PROBLEM DETAILS -> Write out all of the data exactly as it appears.

DATA SHOWN ->

···

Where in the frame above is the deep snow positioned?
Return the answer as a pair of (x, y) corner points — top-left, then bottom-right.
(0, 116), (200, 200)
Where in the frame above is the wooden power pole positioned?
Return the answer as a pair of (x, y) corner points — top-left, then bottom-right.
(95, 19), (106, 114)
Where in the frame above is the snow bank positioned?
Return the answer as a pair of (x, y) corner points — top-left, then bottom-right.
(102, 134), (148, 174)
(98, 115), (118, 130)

···

OUTPUT OF THE EXERCISE ->
Where in the frame above is the deep snow positioned?
Return the answer as a pair of (x, y) corner points — top-left, then bottom-right.
(0, 116), (200, 200)
Where in the frame above is the wooden power pole positioned?
Return the answer as a pair of (x, y) corner points — top-left, then bottom-right.
(95, 19), (106, 114)
Where in the frame above is the snow bank positioned?
Return the answer as a pair of (x, y) corner points — top-left, then bottom-right.
(102, 134), (148, 174)
(98, 115), (118, 130)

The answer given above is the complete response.